- Tasks and exercises
a: In the biography of Amodu Tijani Oluwa, what title did he hold?
b: In the records, take the stretch from the line containing "Detect every instance of green tree." through the line containing "[0,5,620,219]", and switch "tree" to "plant" throughout it. Return only those lines, with everything else unchanged.

- Document excerpt
-.-.-

= Amodu Tijani Oluwa =

Nigerian Yoruba traditional chief

Chief Amodu Tijani Oluwa, also known as simply Amodu Tijani, was a Nigerian Yoruba traditional chief. Coming to prominence in the high colonial period, he was a notable nationalist. He held the title of the Oluwa of Lagos.

==Life==
A member of Lagos' Idejo hereditary nobility, Chief Oluwa was a direct descendant of Olofin Ogunfunmire, the founder of Lagos. His family had dominion over a patchwork of villages and towns in the Apapa area of Lagos.

He held strong nationalist views, arguing that the British colonial government did not have the right to deprive his overlord Eshugbayi Eleko, the Oba of Lagos, of his ancestral powers. To this end, he served as a co-founder of the National Congress of British West Africa.

-.-.-

- Records provided
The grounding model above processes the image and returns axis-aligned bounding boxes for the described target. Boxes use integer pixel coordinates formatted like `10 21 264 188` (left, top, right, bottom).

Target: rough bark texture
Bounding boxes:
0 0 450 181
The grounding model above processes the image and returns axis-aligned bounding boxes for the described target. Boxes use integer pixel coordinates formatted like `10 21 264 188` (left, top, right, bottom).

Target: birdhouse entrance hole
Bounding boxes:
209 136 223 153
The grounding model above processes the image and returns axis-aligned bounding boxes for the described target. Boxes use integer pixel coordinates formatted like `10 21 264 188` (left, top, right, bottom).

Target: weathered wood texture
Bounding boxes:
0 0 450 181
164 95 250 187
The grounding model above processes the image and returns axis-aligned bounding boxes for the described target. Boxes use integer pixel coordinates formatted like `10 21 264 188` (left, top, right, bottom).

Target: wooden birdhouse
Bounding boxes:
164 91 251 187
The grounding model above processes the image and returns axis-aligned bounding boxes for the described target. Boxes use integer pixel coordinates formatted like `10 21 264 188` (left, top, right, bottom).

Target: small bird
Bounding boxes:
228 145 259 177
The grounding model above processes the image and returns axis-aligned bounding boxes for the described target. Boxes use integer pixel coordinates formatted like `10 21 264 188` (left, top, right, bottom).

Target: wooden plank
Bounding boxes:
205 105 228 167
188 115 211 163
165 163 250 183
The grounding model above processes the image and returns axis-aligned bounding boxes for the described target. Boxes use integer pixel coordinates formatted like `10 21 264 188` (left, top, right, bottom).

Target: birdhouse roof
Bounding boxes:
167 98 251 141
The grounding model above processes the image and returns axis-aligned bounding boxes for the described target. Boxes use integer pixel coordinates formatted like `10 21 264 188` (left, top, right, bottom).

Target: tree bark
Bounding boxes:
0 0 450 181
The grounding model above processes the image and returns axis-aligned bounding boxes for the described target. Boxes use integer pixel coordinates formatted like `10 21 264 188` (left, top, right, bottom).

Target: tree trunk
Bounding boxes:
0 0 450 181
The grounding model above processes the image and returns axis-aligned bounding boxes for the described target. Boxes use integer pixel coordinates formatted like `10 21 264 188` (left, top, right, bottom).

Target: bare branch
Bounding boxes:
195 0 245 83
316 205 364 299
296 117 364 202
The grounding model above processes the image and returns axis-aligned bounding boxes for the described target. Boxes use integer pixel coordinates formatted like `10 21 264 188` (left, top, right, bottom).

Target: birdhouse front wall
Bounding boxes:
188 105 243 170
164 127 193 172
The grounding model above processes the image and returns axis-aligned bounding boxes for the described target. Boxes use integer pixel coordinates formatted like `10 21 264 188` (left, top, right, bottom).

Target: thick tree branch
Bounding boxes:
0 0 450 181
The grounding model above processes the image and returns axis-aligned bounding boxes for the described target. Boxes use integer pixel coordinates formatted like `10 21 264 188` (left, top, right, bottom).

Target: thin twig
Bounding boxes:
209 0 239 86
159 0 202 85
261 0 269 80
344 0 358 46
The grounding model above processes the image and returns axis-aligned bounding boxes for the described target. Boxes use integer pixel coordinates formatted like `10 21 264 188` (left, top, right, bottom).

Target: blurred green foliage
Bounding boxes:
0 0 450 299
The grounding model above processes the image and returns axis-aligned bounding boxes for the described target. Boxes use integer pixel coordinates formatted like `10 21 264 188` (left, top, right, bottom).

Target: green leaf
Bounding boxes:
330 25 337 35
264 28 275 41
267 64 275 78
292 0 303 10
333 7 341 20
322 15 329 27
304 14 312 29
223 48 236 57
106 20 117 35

-.-.-

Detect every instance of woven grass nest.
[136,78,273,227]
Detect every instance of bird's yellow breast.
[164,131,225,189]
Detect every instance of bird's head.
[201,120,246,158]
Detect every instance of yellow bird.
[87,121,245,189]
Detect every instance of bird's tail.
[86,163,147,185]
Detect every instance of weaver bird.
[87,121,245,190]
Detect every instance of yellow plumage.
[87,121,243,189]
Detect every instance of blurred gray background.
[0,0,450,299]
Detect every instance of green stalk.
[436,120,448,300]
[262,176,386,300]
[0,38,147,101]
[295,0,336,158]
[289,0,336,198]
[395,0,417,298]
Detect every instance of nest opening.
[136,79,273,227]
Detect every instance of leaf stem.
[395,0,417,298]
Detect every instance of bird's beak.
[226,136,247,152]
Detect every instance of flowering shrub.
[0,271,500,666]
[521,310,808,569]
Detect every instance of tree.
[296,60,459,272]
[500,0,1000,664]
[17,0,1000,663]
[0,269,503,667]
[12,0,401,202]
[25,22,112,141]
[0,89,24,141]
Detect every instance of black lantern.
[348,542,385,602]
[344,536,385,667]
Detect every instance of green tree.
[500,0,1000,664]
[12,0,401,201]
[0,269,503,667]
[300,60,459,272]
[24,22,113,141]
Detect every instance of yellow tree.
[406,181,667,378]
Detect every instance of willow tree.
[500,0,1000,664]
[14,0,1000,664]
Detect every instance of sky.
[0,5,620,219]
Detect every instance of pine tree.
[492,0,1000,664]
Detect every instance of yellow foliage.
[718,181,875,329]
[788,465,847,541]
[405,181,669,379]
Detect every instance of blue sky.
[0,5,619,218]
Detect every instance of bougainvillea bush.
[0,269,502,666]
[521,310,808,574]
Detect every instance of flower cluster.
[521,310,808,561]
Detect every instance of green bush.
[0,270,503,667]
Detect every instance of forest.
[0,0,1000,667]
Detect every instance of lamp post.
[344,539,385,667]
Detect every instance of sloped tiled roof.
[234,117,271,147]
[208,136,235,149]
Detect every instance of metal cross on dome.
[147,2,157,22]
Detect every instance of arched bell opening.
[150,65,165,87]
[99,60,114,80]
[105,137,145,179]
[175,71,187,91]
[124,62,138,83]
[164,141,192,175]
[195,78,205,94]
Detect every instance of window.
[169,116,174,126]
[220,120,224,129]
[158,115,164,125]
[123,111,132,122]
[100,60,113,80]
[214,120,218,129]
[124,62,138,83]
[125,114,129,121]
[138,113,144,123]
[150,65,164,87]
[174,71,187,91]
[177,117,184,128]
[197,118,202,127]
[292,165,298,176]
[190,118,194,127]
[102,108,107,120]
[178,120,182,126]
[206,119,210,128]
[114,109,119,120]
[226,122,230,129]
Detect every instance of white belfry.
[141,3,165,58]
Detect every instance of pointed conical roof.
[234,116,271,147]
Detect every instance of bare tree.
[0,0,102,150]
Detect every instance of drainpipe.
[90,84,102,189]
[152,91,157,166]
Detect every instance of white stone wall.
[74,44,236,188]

-.-.-

- Results by task
a: He held the title of the Oluwa of Lagos.

b:
Detect every instance of green plant.
[500,0,1000,664]
[12,0,401,201]
[0,269,503,667]
[300,60,459,272]
[24,22,113,141]
Detect every instance of yellow plant.
[406,181,667,378]
Detect every instance of willow plant.
[500,0,1000,664]
[14,0,1000,664]
Detect every instance of sky.
[0,5,620,219]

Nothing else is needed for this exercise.